▶ Given text:
- - -

What is a secular society and what is the place of religion in it? In Canada, now among the most multicultural and diverse nations on earth, that question is becoming more and more relevant each day.
The expression "secular society" has more than one meaning. But, also, our society is one in which more than one meaning is being put forward as a paradigm of what constitutes a life well lived.
One way to clarify what constitutes a secular society is to compare it to its opposites.
A secular society is not a theocracy, which is the enshrining in constitutions and laws of teachings based on revelation alone, or held to be based on revelation alone. The insistence on revelation in this definition is important because, as we shall see, there are truths knowable to reason that are also truth-claims shared by various revealed religions.
It is not theocratic, for example, to declare Easter a holiday because a large sector of the population wants it as a holiday. It would be theocratic for a government to recognize officially the resurrection of Jesus.
It is not theocratic for Canada's Constitution to recognize the Judaeo-Christian heritage of the majority of Canadian people. It would be theocratic for our public institutions to profess adherence to the revealed teachings of either Judaism or Christianity.

- - -

Stored items:
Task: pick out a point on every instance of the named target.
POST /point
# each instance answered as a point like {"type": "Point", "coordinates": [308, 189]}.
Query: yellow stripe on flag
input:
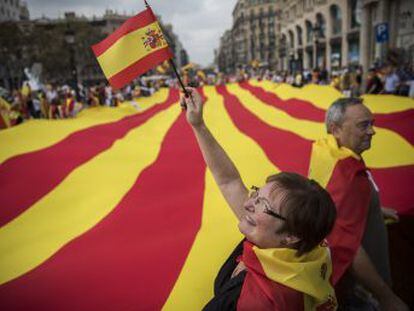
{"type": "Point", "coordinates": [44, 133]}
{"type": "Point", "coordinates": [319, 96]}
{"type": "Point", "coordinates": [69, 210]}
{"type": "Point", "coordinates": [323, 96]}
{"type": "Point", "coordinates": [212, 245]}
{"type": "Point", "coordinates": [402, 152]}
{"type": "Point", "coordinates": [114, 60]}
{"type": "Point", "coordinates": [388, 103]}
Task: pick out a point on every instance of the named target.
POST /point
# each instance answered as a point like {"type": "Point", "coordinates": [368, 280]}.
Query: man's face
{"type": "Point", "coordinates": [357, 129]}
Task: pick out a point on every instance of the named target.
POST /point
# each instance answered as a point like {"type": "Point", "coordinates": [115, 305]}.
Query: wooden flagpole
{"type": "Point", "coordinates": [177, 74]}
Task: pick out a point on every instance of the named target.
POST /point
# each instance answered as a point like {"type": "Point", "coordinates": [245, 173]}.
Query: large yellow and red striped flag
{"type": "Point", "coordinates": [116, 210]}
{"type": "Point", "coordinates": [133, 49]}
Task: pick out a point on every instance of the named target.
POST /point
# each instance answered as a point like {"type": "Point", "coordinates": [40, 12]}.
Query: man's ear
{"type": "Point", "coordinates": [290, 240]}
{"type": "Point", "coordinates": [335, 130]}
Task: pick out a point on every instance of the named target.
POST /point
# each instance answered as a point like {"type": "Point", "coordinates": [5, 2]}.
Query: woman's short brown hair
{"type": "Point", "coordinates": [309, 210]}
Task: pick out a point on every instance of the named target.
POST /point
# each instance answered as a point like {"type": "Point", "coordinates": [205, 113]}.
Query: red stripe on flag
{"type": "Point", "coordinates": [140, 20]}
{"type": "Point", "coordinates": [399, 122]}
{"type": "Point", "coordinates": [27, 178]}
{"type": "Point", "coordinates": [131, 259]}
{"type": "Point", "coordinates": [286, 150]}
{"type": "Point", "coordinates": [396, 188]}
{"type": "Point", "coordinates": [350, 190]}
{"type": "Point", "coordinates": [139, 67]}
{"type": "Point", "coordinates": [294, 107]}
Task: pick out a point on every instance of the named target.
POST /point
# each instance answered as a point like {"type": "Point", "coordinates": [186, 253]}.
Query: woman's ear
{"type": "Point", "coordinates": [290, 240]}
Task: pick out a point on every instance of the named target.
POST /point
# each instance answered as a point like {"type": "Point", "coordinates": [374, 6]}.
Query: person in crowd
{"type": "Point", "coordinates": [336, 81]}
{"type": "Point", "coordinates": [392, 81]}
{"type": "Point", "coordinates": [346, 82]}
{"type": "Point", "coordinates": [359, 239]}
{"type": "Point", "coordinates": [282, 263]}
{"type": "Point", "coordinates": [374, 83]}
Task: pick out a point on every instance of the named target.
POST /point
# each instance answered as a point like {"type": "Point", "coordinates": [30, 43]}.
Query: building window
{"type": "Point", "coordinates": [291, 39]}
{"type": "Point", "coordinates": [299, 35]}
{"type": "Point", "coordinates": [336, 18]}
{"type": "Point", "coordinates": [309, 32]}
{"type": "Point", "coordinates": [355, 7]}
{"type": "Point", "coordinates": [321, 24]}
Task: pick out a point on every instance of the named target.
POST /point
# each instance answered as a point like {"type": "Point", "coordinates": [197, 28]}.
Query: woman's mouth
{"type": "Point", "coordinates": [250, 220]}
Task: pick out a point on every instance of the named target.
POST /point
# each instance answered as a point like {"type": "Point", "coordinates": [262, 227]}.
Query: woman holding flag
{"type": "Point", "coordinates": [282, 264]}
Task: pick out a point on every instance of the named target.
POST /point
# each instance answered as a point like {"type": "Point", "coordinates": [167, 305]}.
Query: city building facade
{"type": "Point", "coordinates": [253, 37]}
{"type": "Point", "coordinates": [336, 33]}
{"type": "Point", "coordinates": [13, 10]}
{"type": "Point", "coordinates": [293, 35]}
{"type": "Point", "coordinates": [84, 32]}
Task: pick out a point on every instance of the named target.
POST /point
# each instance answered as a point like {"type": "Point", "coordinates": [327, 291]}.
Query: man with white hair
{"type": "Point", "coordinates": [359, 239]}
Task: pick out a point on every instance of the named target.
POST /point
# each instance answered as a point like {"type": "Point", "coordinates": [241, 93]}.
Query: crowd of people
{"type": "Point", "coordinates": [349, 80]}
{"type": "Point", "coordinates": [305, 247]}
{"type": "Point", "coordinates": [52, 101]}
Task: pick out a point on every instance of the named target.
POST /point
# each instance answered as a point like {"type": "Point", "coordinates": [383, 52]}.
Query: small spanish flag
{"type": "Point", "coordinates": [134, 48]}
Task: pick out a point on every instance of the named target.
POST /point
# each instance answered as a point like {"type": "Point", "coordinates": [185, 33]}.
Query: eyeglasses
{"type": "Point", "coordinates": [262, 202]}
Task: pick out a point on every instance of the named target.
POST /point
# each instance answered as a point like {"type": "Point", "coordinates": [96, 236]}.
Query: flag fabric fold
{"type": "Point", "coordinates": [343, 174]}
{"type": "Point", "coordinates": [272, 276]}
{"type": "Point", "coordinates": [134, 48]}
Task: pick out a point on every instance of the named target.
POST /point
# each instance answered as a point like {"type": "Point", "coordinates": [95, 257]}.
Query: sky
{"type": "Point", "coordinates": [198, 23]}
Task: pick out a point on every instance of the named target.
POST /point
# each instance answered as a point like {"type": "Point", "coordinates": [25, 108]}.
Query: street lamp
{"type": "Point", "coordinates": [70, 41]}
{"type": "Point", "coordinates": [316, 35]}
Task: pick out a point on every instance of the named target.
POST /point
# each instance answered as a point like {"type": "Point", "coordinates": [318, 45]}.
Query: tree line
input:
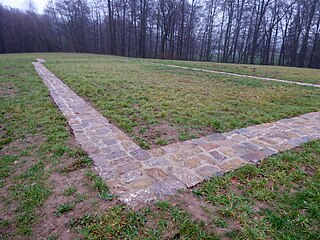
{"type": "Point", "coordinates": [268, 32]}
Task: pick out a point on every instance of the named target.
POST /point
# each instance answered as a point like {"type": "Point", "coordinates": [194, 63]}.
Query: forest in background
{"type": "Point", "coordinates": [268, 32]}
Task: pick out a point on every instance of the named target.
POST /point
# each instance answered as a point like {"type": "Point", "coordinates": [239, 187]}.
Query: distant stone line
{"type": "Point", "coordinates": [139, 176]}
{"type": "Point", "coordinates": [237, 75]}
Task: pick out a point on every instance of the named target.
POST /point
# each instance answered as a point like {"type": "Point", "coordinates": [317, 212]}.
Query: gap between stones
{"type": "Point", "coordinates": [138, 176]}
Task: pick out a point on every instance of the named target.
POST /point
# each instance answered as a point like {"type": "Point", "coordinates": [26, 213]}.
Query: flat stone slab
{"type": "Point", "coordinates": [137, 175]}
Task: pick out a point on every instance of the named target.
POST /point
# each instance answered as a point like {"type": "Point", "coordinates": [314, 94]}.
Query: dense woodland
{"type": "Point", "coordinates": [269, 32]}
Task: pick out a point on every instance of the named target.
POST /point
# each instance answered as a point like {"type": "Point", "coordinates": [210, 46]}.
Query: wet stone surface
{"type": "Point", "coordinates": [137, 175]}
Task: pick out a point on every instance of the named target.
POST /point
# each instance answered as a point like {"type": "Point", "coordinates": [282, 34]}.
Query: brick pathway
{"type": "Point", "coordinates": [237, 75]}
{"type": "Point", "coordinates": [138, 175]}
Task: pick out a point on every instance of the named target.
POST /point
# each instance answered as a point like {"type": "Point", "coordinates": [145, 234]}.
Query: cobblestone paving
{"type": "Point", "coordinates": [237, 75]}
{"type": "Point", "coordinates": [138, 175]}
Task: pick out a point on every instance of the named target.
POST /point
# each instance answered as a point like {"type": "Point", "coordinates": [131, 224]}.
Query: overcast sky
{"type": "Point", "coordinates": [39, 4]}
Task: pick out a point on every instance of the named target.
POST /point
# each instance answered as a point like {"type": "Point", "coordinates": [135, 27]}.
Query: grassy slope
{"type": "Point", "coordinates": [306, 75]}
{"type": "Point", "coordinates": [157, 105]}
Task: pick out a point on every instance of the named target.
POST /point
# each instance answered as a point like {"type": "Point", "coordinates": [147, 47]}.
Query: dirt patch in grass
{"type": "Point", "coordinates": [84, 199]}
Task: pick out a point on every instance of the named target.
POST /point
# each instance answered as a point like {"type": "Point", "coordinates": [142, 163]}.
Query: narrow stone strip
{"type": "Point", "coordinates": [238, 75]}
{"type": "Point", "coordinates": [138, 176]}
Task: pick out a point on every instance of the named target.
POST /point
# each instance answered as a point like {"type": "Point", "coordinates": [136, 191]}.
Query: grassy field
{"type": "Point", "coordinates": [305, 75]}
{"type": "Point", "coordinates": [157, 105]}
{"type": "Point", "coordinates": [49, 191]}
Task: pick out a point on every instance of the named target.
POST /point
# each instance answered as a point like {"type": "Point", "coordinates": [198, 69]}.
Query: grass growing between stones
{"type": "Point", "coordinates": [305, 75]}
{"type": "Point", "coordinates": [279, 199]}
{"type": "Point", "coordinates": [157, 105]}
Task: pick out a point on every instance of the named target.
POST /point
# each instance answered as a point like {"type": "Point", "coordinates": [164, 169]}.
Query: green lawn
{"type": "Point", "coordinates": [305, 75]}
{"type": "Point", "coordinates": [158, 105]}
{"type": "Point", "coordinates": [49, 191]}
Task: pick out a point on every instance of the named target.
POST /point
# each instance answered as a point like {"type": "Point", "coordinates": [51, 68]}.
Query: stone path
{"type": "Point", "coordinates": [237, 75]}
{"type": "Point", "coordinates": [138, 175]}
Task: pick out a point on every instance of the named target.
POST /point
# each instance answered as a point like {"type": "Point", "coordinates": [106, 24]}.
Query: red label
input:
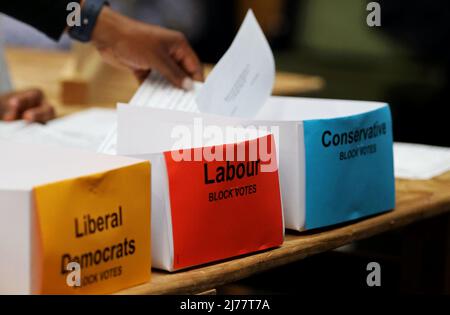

- - -

▶ Short exercise:
Please return the full passage on secular society word for word, with nothing changed.

▶ Answer to the task:
What is a secular society and what is the place of religion in it? In Canada, now among the most multicultural and diverse nations on earth, that question is becoming more and more relevant each day.
The expression "secular society" has more than one meaning. But, also, our society is one in which more than one meaning is being put forward as a paradigm of what constitutes a life well lived.
One way to clarify what constitutes a secular society is to compare it to its opposites.
A secular society is not a theocracy, which is the enshrining in constitutions and laws of teachings based on revelation alone, or held to be based on revelation alone. The insistence on revelation in this definition is important because, as we shall see, there are truths knowable to reason that are also truth-claims shared by various revealed religions.
It is not theocratic, for example, to declare Easter a holiday because a large sector of the population wants it as a holiday. It would be theocratic for a government to recognize officially the resurrection of Jesus.
It is not theocratic for Canada's Constitution to recognize the Judaeo-Christian heritage of the majority of Canadian people. It would be theocratic for our public institutions to profess adherence to the revealed teachings of either Judaism or Christianity.